_ENUNCIADO DA TAREFA_
Você pode dar continuidade ao texto sobre democracia e desenvolvimento econômico, começando logo depois da última frase apresentada?

_TEXTO CITADO_
Valor Econômico
Seria realmente uma coincidência todos os
países ricos do mundo, com exceção de alguns com recursos naturais abundantes,
serem democracias liberais?
Na semana
passada, discuti o estado precário da democracia em webinário
organizado por uma organização de mídia indiana. Depois de minha apresentação,
uma pessoa do público perguntou por que os indianos deveriam ter qualquer
interesse na democracia. Não seria uma ideia do Ocidente imposta ao restante do
mundo? Os países em desenvolvimento não estariam em melhor situação com
autocracias tradicionais?
Fiquei ao mesmo tempo perturbado e satisfeito
com a pergunta - perturbado porque quando um membro da elite com ensino da
Índia a faz em um fórum público, ela revela alguma coisa, mas satisfeito porque
sei que muitos outros também a estão fazendo neste momento, e não apenas em
países em desenvolvimento. O poder de atração da tirania está crescendo.
O relatório Freedom in the World 2024, de um centro de estudos independente, a Freedom House, assevera que “a liberdade global diminuiu pelo 18º ano consecutivo em 2023”. Nos últimos dez anos, houve um grande declínio nos direitos políticos e civis em muitos países em desenvolvimento. Sob o governo de Narendra Modi, a Índia é, infelizmente, um desses países.
Será que tais declínios talvez sejam um preço
que vale a pena pagar em troca de um desenvolvimento econômico mais rápido? No
nível mais amplo, isso parece bastante improvável. Se deixarmos de lado alguns
países ricos em recursos naturais e Hong Kong e Cingapura, os países mais ricos
do mundo são, todos, democracias liberais. Seria realmente apenas uma
coincidência?
Mesmo assim, os mais céticos ainda podem
argumentar que a democracia não é a melhor maneira para os países pobres se
tornarem mais ricos. Eles podem apontar, por exemplo, para o incrível histórico
de crescimento da China nos últimos 40 anos. No entanto, as evidências não
sustentam esse ponto de vista. Um estudo de 2019, “Democracia Causa Crescimento”, de Daron Acemoglu e outros
autores, argumenta que “há um efeito positivo significativo economicamente e
estatisticamente da democracia no PIB per capita futuro”. Dessa forma, “o PIB
de longo prazo aumenta em torno a 20%-25% nos 25 anos seguintes a uma
democratização”. Um ponto crucial é que isso também se aplica a países nos
estágios iniciais de desenvolvimento.
Possivelmente, muito mais importante, como
observa Carl Henrik Knutsen em nota informativa de 2019 para o V-Dem Institute, os
resultados gerados por autocracias mostram uma variância muito maior. Portanto,
quando os autocratas são bons, eles podem de fato ser muito bons, mas quando
são ruins, são horríveis. Stalin, Hitler, Pol Pot e Mao Tsé-tung mataram
pessoas aos milhões. Pode ter sido assim porque eles assim o queriam, ou porque
não se importavam que assim fosse. A questão é que a autocracia é um governo
sem prestação de contas. Governos que não precisam prestar contas podem fazer
qualquer coisa.

_DADOS FORNECIDOS_
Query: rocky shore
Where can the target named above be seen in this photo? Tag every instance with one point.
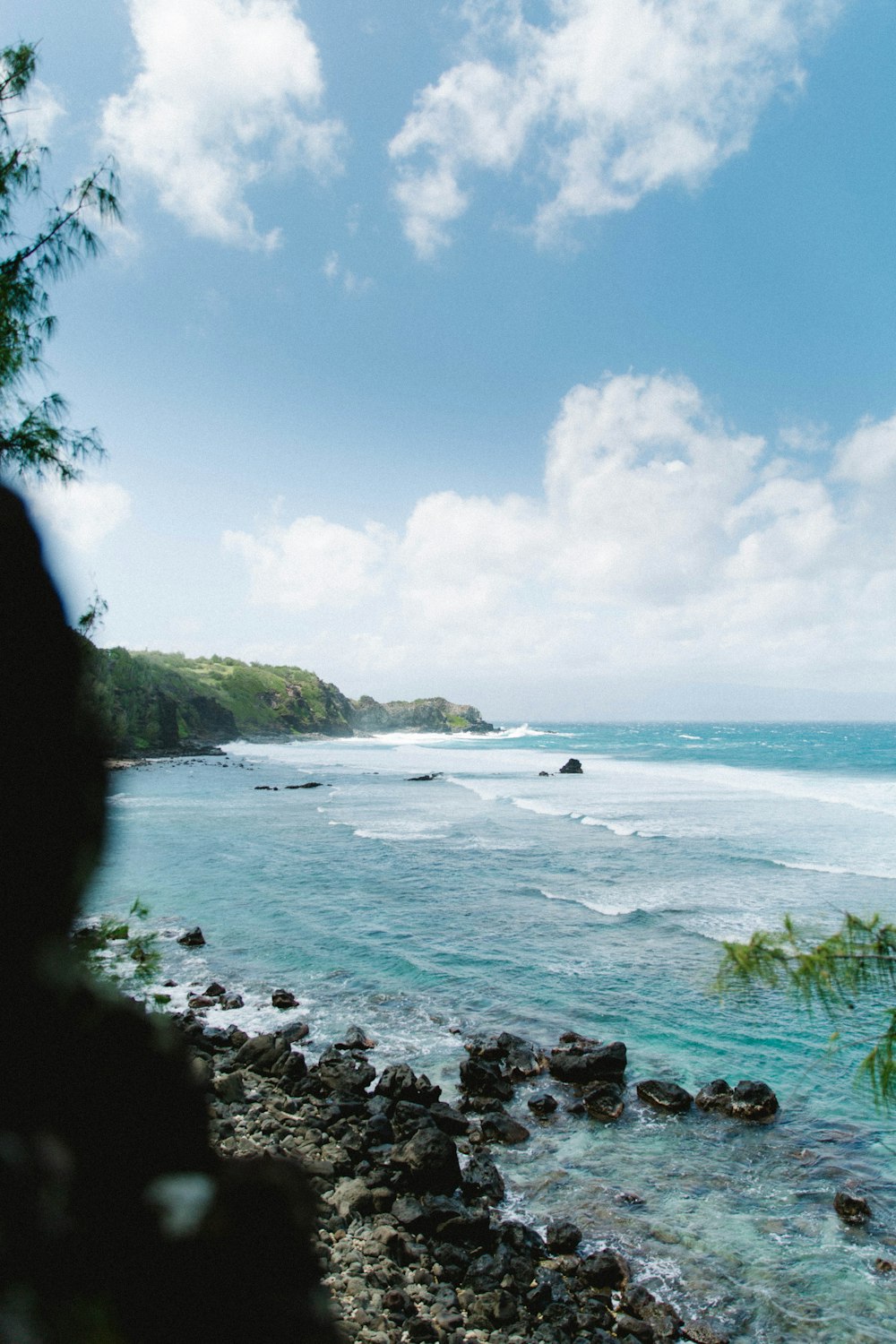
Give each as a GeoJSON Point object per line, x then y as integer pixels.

_RESULTADO DA TAREFA_
Em um recente e brilhante artigo, o historiador Timothy Snyder
argumenta que “o governo de um líder de mão forte é uma fantasia”. “Essencial
para isso é a ideia de que um líder de mão forte será o ‘seu’ líder de mão
forte. Ele não será. Em uma democracia, os representantes eleitos dão ouvidos
aos eleitores. Consideramos isso como certo e imaginamos que um ditador nos
deverá algo. Mas o voto que você dá a ele afirma sua irrelevância [a do
eleitor]. Toda a questão é que o líder de mão forte não nos deve nada. Sofremos
abusos e ficamos acostumados a isso”.
É ainda pior do que isso. O aspirante a
tirano não é um ser humano normal. Ele quase sempre é consumido pelo desejo de
poder. Uma vez que ele conseguiu o que quer, como se livrar dele, se ele se
mostrar louco? Como preservar a integridade das instituições básicas contra
ele? Como administrar a sucessão? Sabemos que uma monarquia constitucional pode
funcionar bem. Sabemos que um autocrata pode se sair bem em um país pequeno,
como Cingapura, se ele reconhecer que isso requer um Estado de Direito e
direitos de propriedade seguros. Sabemos que, na Coreia do Sul e em Taiwan, os
autocratas supervisionaram o início de um processo rápido de desenvolvimento.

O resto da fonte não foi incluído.